# What you need to do
Pull out each line in the listing below that contains the word "gray".

[Data items]
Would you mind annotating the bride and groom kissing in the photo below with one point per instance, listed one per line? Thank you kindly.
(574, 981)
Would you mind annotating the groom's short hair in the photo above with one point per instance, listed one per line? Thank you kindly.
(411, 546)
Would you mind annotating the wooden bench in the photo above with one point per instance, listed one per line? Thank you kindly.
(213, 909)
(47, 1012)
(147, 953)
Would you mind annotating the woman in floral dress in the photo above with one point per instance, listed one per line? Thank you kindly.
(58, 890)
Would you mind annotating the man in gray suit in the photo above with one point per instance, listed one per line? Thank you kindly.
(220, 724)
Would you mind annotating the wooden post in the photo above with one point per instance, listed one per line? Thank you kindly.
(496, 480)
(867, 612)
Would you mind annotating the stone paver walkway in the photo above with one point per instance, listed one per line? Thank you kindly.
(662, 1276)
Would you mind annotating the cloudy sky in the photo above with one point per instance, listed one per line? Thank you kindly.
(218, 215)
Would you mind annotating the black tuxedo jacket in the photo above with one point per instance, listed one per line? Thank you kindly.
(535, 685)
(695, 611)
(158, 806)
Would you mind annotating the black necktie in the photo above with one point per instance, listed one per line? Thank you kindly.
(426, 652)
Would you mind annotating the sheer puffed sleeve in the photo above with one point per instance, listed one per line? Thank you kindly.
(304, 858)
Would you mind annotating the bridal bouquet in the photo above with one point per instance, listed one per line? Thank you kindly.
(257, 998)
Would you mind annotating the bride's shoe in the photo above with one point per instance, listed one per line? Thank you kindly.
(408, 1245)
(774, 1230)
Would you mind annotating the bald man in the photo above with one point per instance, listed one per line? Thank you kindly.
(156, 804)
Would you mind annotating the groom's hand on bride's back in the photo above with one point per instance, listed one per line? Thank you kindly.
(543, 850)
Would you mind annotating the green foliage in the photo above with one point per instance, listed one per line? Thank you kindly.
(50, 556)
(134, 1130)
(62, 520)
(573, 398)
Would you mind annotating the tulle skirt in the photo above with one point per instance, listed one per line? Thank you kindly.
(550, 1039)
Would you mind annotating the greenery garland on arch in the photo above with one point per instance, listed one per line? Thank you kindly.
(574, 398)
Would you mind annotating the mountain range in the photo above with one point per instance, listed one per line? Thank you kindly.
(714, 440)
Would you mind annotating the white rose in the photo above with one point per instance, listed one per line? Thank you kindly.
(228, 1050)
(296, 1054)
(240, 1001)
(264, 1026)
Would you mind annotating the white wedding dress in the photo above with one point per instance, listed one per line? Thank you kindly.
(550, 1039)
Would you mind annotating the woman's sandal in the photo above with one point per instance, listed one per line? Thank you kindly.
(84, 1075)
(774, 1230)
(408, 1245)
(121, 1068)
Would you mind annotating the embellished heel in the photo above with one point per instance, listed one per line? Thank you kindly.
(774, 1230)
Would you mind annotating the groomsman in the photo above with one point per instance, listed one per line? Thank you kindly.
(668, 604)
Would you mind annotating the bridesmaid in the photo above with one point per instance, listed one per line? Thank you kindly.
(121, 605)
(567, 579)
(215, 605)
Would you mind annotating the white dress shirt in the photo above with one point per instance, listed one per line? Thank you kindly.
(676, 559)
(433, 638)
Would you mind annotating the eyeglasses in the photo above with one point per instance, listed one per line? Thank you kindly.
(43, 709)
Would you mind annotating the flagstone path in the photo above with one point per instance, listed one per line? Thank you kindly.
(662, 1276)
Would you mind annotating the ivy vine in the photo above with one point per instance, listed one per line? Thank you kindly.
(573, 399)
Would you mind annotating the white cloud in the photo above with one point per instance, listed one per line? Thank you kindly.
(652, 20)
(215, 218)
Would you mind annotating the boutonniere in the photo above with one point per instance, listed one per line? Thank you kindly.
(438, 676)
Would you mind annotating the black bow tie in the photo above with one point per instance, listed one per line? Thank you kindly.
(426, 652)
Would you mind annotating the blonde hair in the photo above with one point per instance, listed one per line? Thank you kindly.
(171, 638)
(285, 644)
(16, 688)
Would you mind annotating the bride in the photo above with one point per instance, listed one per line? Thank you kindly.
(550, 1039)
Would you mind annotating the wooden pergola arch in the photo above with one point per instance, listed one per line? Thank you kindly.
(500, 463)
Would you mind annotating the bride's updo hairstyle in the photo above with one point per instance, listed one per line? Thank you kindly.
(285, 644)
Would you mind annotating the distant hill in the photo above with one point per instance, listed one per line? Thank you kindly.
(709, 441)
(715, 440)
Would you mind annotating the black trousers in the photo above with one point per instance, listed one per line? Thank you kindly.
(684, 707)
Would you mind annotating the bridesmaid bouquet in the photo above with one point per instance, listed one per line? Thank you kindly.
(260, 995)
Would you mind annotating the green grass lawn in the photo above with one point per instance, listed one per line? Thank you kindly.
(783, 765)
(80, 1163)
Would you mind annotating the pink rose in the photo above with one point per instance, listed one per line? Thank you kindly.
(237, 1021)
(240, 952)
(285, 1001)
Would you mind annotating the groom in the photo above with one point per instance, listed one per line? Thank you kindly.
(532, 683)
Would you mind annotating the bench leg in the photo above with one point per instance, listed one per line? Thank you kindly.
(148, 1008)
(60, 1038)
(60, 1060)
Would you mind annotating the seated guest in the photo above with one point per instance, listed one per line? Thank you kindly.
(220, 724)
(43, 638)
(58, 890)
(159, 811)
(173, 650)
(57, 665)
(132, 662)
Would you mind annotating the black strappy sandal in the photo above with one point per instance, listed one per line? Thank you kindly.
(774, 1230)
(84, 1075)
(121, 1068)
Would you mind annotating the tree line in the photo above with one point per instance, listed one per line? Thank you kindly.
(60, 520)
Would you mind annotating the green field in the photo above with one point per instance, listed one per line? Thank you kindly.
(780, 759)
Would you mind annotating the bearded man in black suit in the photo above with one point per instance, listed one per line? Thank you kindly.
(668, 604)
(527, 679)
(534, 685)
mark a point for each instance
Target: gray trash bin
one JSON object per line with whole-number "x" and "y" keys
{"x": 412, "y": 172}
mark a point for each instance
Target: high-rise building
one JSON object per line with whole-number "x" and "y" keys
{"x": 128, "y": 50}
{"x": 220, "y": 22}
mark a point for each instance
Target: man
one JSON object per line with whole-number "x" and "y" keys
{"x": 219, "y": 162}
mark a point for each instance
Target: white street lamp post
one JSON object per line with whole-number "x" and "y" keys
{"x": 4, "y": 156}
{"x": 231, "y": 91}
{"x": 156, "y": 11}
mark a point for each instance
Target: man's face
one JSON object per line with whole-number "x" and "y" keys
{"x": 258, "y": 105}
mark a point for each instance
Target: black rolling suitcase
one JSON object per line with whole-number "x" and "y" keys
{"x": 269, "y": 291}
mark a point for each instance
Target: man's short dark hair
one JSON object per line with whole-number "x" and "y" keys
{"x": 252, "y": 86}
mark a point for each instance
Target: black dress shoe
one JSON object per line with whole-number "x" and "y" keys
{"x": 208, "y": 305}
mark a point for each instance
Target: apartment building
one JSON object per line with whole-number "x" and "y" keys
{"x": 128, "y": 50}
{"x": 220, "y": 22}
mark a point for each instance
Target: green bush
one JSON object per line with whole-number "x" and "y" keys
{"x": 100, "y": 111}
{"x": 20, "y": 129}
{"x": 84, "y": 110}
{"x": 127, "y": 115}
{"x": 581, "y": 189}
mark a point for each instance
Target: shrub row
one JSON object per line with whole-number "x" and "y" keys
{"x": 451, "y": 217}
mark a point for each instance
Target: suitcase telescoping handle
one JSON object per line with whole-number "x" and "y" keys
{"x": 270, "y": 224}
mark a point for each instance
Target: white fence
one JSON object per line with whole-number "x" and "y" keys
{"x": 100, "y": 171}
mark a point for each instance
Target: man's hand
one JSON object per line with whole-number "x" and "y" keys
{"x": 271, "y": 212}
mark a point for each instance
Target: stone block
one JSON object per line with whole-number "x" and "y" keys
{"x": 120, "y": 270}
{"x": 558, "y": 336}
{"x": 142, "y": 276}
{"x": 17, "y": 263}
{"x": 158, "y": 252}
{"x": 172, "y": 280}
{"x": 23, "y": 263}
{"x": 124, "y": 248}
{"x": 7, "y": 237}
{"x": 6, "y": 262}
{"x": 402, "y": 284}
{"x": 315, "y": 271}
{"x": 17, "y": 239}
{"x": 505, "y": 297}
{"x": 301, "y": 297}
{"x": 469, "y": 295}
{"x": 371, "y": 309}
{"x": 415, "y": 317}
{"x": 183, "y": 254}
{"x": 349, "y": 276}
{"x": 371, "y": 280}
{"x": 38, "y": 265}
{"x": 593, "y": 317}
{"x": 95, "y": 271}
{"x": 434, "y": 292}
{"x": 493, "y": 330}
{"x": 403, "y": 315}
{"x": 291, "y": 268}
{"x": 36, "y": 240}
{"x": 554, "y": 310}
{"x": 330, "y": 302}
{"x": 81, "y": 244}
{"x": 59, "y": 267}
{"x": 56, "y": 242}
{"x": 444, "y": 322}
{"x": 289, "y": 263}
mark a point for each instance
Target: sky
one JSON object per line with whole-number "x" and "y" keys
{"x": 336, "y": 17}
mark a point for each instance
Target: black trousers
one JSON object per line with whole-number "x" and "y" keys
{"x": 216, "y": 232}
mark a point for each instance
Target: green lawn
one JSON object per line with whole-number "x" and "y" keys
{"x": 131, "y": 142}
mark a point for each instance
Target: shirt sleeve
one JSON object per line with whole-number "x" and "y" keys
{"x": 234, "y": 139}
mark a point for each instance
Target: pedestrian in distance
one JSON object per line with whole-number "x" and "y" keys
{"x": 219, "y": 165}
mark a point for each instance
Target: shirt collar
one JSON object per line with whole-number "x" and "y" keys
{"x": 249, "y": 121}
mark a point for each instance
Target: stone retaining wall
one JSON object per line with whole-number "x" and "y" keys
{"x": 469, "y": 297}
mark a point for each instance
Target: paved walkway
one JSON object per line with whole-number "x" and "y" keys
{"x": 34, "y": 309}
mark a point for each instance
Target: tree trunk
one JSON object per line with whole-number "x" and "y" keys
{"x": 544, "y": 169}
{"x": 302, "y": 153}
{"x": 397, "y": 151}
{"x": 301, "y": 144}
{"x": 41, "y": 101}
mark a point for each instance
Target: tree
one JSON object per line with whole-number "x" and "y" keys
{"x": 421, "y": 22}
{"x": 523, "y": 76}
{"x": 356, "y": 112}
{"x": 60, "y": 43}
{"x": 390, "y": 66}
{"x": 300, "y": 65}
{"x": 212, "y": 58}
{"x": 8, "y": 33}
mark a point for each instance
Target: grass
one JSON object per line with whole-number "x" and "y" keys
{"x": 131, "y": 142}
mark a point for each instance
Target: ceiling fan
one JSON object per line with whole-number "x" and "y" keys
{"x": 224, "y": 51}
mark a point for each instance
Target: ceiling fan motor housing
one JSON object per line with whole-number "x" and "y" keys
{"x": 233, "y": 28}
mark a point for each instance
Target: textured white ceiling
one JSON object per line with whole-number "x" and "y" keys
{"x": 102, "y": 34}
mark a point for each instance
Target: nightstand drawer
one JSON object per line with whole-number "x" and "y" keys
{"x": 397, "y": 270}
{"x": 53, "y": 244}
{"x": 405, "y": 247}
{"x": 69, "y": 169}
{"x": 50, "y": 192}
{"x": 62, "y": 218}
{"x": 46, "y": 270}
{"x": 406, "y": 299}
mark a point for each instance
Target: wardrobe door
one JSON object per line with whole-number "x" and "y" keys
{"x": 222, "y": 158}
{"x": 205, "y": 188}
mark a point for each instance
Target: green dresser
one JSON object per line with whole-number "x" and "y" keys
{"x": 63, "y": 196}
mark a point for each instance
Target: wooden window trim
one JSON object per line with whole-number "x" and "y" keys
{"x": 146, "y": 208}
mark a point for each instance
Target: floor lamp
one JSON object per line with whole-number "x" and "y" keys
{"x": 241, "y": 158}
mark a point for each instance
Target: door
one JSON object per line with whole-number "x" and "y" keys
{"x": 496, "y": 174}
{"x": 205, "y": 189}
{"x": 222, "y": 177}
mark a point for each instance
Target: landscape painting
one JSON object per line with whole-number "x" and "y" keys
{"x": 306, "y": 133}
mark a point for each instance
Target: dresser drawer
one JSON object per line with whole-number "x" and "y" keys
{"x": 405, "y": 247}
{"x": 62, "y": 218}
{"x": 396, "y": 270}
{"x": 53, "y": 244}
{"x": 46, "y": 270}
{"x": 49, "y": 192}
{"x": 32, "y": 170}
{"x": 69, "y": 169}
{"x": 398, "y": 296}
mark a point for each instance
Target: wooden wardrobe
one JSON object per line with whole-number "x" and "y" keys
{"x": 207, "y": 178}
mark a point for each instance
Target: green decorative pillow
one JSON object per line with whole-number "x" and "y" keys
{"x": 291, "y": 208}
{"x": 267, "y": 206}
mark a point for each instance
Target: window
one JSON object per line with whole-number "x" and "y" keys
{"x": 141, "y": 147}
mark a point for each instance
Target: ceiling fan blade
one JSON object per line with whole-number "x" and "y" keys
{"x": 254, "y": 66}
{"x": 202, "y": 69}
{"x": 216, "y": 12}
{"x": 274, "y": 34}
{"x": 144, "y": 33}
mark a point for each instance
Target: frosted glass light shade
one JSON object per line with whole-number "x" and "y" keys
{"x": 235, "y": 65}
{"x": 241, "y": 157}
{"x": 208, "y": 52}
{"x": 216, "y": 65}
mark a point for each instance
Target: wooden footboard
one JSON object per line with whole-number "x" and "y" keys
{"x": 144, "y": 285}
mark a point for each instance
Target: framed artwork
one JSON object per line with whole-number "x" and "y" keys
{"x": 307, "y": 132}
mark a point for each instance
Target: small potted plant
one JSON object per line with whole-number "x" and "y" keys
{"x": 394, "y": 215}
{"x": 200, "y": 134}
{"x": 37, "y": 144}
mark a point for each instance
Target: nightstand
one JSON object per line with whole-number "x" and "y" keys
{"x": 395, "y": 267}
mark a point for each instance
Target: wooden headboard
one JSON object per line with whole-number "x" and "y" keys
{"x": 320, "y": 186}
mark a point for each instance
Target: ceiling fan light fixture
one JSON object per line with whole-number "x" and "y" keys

# Complete answer
Would you mind annotating the man in gray suit in the photo above with one point per instance, listed one per line? Thank you kindly.
Target: gray trash bin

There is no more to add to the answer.